WHAT THE TASK ASKS:
Reproduce, word for word, the passage of the inflammaging article starting at "What the evidence" and ending at "driver of disease.".

STUDY TEXT:
Evidence reviewInflammationEvidence Tier I

What Is Inflammaging and How Can It Be Reduced?

Inflammaging — the chronic, low-grade sterile inflammation that accumulates with age — drives virtually all age-related diseases and is measurable through C-reactive protein, IL-6, and TNF-alpha. Diet, exercise, sleep, and stress management are the most evidence-supported interventions.

Dr. Thomas Brennan, MD, Metabolic Medicine
May 21, 2026
2 min read

The short answer

Inflammaging is the chronic, low-grade, sterile inflammatory state that accumulates with age. It is driven by senescent cells (which secrete pro-inflammatory cytokines), mitochondrial dysfunction, gut dysbiosis, and accumulated cellular damage. Elevated C-reactive protein, IL-6, and TNF-alpha are its biomarkers. Inflammaging is causally implicated in cardiovascular disease, type 2 diabetes, Alzheimer's disease, and cancer.

What the evidence actually shows

The concept of inflammaging was formalised by Franceschi et al. (2000) in the Annals of the New York Academy of Sciences, who proposed that chronic low-grade inflammation is a fundamental driver of aging. Ferrucci & Fabbri (2018) in Nature Reviews Cardiology provided a comprehensive mechanistic review, identifying senescent cells, gut dysbiosis, and mitochondrial dysfunction as the primary drivers. The CANTOS trial (Ridker et al., 2017, NEJM) provided causal evidence that reducing inflammation (using canakinumab, an IL-1β antibody) reduced cardiovascular events by 15% and lung cancer incidence by 67% in patients with elevated CRP, demonstrating that inflammation is not merely a marker but a causal driver of disease.

"Targeting inflammation with an IL-1β antibody reduced cardiovascular events by 15% and lung cancer incidence by 67%, demonstrating that inflammaging is causally linked to disease."

Ridker et al., NEJM 2017 (CANTOS)

What the major health authorities say

The NIA identifies chronic inflammation as a key driver of age-related disease and a major focus of longevity research. MedlinePlus notes that chronic inflammation is associated with heart disease, diabetes, cancer, and Alzheimer's disease. The NIH recommends anti-inflammatory lifestyle strategies — particularly diet, exercise, and sleep — as the foundation of healthy ageing.

DATA FOR REVIEW:
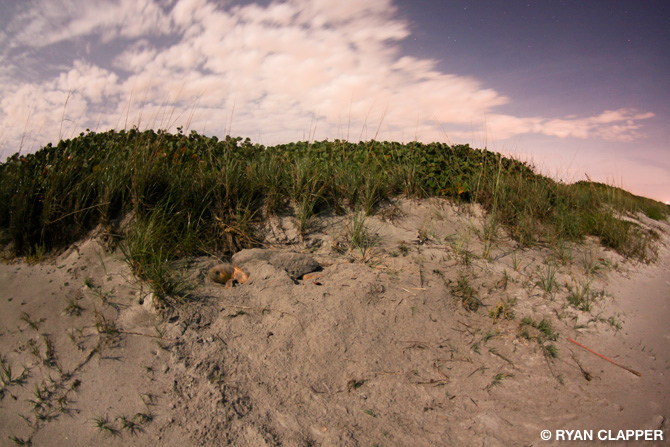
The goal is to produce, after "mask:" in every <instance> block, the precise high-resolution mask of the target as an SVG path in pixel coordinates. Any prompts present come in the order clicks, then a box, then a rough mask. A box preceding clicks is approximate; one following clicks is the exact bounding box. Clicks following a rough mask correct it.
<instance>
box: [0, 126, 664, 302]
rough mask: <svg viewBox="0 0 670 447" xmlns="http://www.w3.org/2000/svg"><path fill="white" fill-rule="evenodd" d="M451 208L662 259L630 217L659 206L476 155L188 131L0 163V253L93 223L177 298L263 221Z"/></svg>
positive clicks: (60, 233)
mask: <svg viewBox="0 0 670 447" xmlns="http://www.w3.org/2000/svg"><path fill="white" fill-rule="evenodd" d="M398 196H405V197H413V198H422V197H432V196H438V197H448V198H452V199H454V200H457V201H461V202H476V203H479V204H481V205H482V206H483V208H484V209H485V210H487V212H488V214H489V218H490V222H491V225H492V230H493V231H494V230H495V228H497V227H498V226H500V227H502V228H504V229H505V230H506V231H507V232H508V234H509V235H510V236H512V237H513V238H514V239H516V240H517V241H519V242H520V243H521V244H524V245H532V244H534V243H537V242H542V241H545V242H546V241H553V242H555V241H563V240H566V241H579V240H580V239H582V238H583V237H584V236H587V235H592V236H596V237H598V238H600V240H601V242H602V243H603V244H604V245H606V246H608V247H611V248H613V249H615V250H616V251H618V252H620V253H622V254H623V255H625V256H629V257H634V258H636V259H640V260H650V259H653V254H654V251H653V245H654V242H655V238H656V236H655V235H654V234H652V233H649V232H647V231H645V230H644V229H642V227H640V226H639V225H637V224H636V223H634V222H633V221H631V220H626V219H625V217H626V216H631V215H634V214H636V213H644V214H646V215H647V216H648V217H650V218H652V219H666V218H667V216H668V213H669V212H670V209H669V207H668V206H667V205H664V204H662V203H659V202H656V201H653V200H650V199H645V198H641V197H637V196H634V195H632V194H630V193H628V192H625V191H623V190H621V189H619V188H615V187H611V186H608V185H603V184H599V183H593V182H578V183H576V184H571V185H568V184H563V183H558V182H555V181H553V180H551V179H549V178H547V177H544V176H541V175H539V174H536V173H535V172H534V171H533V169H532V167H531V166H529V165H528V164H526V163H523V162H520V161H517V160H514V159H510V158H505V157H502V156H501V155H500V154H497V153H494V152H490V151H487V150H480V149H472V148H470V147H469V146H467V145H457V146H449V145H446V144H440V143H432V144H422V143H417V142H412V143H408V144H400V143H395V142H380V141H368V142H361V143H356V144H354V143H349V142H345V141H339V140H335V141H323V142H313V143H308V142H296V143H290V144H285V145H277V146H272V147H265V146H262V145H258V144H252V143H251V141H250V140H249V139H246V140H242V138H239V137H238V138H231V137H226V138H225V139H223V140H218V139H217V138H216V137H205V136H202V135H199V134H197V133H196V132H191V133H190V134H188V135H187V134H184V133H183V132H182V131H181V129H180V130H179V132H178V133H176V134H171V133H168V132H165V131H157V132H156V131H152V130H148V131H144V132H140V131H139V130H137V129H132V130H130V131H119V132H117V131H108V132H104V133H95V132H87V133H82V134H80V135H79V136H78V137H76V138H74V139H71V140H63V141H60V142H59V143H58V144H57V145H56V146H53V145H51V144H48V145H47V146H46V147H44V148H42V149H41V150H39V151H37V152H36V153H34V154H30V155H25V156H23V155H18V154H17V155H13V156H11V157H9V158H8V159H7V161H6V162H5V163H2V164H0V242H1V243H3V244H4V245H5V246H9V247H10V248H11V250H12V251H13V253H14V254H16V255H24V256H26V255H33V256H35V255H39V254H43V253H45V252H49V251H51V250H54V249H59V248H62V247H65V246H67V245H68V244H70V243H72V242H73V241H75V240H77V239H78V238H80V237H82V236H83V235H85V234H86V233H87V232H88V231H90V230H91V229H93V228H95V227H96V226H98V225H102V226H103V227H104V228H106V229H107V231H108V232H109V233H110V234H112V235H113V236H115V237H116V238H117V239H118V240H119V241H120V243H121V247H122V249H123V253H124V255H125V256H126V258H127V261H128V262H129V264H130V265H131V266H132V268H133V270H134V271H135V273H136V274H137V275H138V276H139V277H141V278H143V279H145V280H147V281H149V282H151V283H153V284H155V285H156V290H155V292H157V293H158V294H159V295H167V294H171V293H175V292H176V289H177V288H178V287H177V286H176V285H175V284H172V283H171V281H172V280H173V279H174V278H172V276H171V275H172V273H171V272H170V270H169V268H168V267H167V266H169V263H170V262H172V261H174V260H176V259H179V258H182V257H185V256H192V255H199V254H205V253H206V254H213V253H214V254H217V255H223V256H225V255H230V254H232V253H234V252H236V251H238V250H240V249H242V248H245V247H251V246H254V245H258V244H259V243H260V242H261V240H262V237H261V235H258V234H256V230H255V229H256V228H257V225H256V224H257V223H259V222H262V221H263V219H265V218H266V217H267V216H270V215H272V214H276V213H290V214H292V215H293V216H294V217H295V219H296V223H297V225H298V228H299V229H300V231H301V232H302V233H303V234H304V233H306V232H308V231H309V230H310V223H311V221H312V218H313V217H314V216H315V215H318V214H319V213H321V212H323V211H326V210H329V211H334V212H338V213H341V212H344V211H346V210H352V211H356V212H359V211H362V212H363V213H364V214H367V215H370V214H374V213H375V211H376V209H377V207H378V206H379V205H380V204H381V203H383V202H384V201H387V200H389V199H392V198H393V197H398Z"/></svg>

OUTPUT FOR THIS EXERCISE:
What the evidence actually shows

The concept of inflammaging was formalised by Franceschi et al. (2000) in the Annals of the New York Academy of Sciences, who proposed that chronic low-grade inflammation is a fundamental driver of aging. Ferrucci & Fabbri (2018) in Nature Reviews Cardiology provided a comprehensive mechanistic review, identifying senescent cells, gut dysbiosis, and mitochondrial dysfunction as the primary drivers. The CANTOS trial (Ridker et al., 2017, NEJM) provided causal evidence that reducing inflammation (using canakinumab, an IL-1β antibody) reduced cardiovascular events by 15% and lung cancer incidence by 67% in patients with elevated CRP, demonstrating that inflammation is not merely a marker but a causal driver of disease.